▶ _GIVEN REQUEST_:
Locate each line in the records below that contains the string "tree", and copy those lines out. Case counts.
───── MATERIAL SUPPLIED ─────
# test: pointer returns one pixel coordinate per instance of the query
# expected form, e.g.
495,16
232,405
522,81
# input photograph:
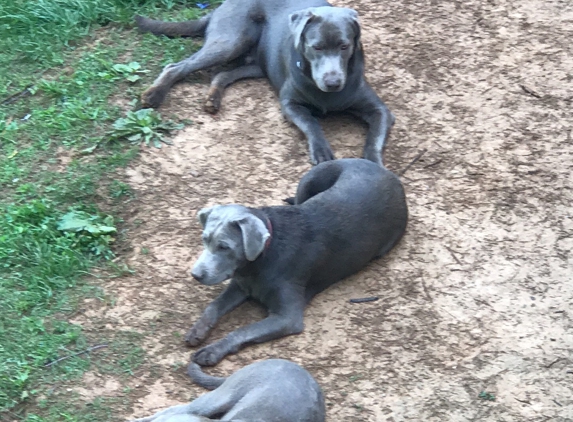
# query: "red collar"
270,229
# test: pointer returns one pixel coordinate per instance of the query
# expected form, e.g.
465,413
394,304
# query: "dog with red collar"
345,213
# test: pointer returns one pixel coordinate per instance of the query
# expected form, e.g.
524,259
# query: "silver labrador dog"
310,51
346,213
271,390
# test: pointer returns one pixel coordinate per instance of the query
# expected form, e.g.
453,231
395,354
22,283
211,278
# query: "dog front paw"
321,154
153,97
197,334
213,101
210,355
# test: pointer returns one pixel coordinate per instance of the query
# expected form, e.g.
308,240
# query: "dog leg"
229,35
380,120
206,406
223,79
231,297
276,325
302,118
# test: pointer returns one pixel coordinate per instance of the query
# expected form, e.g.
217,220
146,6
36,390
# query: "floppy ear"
297,23
203,215
353,17
255,235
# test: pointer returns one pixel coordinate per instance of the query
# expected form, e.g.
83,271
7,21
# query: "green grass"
65,68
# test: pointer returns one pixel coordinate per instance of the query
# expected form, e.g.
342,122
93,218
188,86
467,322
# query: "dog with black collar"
346,213
310,51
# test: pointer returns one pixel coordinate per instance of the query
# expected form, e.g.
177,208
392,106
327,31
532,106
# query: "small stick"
416,158
364,299
435,163
553,363
99,346
16,96
454,256
530,91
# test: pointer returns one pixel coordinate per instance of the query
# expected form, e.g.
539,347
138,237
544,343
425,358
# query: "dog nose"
333,84
197,276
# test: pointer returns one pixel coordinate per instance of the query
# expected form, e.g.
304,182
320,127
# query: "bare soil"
478,295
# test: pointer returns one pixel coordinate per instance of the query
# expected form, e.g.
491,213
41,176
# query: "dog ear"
353,17
255,235
203,215
297,23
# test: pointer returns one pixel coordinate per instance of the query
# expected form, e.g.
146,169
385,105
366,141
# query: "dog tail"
192,28
201,378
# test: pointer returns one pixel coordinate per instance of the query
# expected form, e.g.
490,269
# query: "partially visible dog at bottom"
346,213
270,390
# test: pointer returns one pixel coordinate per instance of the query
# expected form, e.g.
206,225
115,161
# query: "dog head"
327,38
232,236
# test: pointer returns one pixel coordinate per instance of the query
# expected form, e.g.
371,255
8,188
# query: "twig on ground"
90,349
530,91
435,163
364,299
15,97
416,158
454,255
553,363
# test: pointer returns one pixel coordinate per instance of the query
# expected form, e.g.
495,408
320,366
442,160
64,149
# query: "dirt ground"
478,295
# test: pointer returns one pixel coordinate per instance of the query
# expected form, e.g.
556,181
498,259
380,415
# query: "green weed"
145,126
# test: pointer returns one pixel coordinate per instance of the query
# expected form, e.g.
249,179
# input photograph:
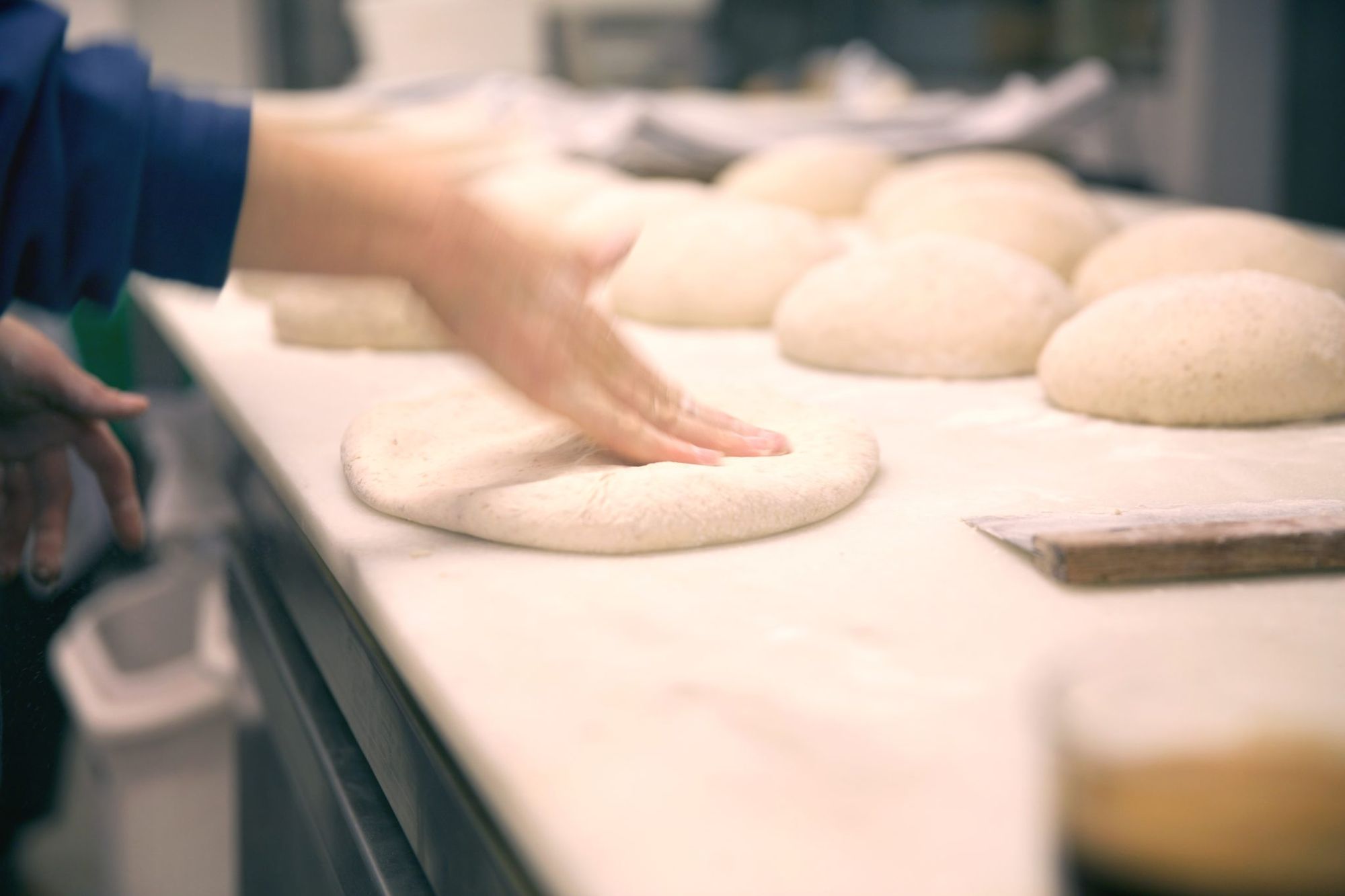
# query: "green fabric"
106,342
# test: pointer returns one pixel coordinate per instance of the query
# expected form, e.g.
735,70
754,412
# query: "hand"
46,405
524,310
518,306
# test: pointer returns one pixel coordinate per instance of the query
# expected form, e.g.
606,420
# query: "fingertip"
708,456
130,525
610,251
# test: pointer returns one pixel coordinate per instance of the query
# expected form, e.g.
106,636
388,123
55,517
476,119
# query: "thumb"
83,395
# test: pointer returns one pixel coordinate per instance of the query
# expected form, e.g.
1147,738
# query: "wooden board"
1199,542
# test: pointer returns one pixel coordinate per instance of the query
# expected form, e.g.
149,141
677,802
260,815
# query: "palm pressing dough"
485,463
1054,224
1208,241
929,306
956,169
625,209
824,175
356,313
722,264
1203,350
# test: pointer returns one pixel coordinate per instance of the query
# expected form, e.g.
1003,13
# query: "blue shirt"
102,174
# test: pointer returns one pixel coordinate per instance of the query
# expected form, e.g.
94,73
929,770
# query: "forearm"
314,209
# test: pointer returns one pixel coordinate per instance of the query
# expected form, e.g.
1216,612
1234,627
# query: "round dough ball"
824,175
1052,224
956,169
720,264
929,306
488,464
1203,350
626,208
1208,241
356,313
535,197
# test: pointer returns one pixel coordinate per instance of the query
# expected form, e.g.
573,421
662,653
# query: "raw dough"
723,264
485,463
1208,241
954,169
535,197
356,313
1054,224
824,175
929,306
626,208
1226,349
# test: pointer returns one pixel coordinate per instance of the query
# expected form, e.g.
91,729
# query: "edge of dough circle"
484,463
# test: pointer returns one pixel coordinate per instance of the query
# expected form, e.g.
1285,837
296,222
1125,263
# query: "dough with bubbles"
723,264
485,463
929,306
535,197
356,313
1203,350
626,208
957,169
1054,224
824,175
1208,241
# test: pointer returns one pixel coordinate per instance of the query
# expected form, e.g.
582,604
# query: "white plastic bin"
149,671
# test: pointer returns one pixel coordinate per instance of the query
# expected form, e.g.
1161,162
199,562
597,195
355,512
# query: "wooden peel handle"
1194,551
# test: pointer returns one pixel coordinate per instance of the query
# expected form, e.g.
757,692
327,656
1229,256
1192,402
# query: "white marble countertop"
848,709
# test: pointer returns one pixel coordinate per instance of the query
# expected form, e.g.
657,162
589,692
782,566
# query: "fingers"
634,384
17,518
61,384
52,471
621,430
112,467
607,253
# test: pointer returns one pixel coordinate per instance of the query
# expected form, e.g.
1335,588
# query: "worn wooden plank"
1194,551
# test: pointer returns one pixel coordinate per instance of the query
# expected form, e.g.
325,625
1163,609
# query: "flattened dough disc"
486,463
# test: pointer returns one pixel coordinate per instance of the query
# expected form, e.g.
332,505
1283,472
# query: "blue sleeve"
102,174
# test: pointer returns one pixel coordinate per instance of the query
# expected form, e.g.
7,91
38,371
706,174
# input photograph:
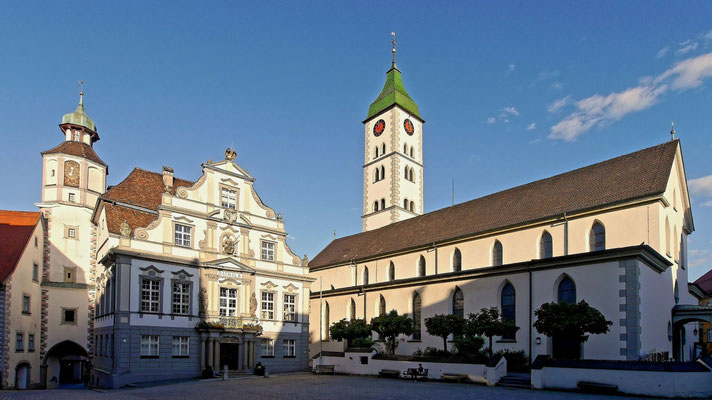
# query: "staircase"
514,380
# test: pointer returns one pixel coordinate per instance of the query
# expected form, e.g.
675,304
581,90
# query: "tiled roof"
16,228
633,176
79,149
142,189
705,282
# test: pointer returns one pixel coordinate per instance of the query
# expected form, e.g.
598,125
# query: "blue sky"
511,92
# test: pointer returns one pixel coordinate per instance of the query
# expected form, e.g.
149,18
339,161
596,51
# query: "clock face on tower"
408,125
379,127
71,173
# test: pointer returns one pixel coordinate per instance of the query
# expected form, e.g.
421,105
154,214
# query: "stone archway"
681,315
66,364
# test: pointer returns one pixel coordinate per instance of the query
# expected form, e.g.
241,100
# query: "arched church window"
597,238
352,310
457,260
497,253
458,303
421,266
325,327
545,245
416,317
508,299
667,236
566,293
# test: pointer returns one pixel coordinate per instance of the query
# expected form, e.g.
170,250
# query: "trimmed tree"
488,322
444,325
570,321
354,332
391,325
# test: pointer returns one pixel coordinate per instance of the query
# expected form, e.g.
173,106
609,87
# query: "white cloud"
663,52
558,104
511,110
544,75
600,110
701,189
686,48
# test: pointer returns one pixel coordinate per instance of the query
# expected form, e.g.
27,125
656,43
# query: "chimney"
167,179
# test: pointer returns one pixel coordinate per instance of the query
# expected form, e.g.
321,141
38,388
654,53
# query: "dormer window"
229,198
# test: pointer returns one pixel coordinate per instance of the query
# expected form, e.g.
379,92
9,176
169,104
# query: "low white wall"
350,363
647,383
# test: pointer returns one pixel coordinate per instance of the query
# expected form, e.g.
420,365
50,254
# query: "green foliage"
574,320
350,330
444,325
517,360
488,322
390,326
468,346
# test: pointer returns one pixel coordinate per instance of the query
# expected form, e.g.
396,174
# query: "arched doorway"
22,375
66,365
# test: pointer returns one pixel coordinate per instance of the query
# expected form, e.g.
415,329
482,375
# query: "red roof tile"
16,227
79,149
140,188
633,176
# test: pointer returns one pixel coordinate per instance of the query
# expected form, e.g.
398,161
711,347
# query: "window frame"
149,346
264,303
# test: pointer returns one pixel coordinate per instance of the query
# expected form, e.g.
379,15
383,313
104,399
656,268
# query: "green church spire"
393,92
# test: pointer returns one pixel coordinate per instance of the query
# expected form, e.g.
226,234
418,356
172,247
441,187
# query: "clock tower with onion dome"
73,178
393,167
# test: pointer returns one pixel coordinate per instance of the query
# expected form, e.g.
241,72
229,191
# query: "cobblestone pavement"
307,386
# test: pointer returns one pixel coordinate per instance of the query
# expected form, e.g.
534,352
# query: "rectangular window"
267,348
70,274
69,316
289,348
180,346
25,304
182,235
228,302
267,305
290,307
19,341
149,345
268,251
181,298
229,198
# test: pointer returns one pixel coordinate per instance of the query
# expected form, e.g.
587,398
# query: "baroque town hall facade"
155,278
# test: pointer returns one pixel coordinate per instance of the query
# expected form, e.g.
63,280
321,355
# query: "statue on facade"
203,296
125,229
253,304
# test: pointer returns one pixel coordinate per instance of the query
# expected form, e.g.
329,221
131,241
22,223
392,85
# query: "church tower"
393,166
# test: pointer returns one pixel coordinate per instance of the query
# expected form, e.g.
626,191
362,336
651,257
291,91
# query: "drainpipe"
530,313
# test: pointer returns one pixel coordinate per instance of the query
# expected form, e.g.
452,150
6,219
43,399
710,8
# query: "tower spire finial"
393,50
81,92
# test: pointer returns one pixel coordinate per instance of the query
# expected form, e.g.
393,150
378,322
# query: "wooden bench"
454,377
413,373
594,387
389,373
324,369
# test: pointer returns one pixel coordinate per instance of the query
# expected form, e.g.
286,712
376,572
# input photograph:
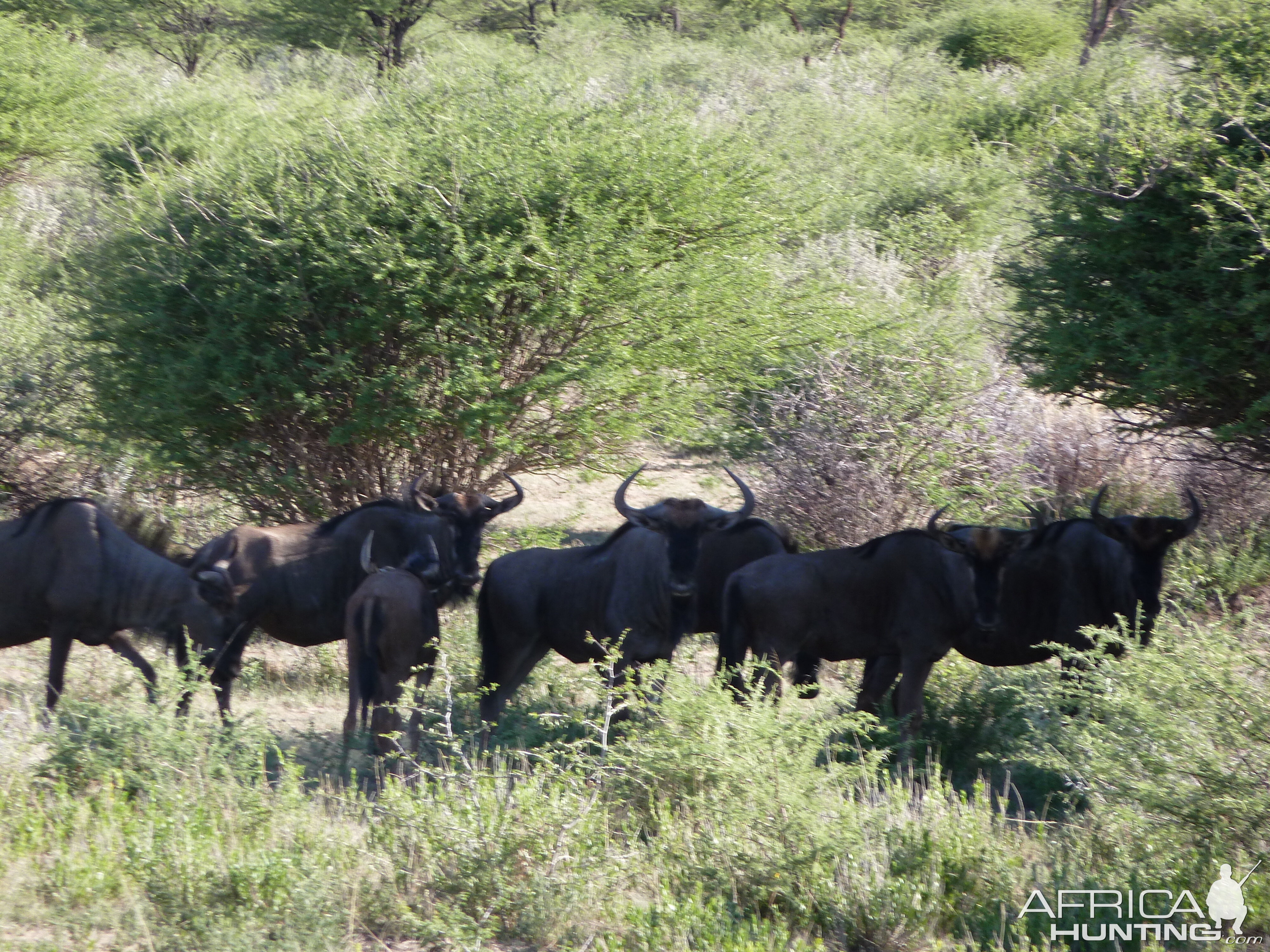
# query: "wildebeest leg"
181,649
60,649
879,675
768,672
125,649
355,699
422,680
512,673
915,672
806,668
228,666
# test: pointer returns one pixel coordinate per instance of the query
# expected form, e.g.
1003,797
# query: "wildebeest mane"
46,511
335,522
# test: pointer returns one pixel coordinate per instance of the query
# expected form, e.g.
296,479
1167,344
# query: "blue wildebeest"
578,601
907,597
294,582
393,630
1071,577
1147,540
70,574
723,554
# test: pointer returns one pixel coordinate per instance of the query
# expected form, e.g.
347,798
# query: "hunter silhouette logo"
1226,899
1149,915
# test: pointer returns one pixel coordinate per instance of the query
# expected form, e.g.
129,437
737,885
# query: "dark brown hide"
73,576
901,596
1147,540
294,582
393,630
638,583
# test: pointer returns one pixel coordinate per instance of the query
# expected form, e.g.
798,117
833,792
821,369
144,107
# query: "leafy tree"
189,34
1009,34
49,89
380,27
1149,284
453,286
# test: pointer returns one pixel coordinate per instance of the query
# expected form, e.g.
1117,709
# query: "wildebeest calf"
392,629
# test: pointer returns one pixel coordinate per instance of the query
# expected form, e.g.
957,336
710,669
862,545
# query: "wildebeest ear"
217,590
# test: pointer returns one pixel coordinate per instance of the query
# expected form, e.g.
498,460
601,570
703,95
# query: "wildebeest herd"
378,574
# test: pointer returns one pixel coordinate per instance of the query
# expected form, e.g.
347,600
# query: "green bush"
454,284
1009,35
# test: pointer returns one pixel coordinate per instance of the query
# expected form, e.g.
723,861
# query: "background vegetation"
265,260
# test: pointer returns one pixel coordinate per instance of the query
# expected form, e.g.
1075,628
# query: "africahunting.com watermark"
1141,913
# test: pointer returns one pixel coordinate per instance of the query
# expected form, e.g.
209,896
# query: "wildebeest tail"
486,631
370,628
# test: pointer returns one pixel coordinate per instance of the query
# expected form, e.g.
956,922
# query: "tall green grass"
694,824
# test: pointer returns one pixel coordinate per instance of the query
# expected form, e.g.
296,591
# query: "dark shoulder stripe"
46,511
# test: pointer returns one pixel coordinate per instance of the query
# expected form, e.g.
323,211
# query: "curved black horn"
1099,519
620,498
512,502
1192,521
747,506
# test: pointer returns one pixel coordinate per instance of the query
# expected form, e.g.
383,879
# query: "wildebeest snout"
684,588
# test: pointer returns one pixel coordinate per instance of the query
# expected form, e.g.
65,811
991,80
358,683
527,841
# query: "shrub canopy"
303,322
─────
▶ _THE ANSWER_:
# query: "trimmed tree"
# query: "leafy tree"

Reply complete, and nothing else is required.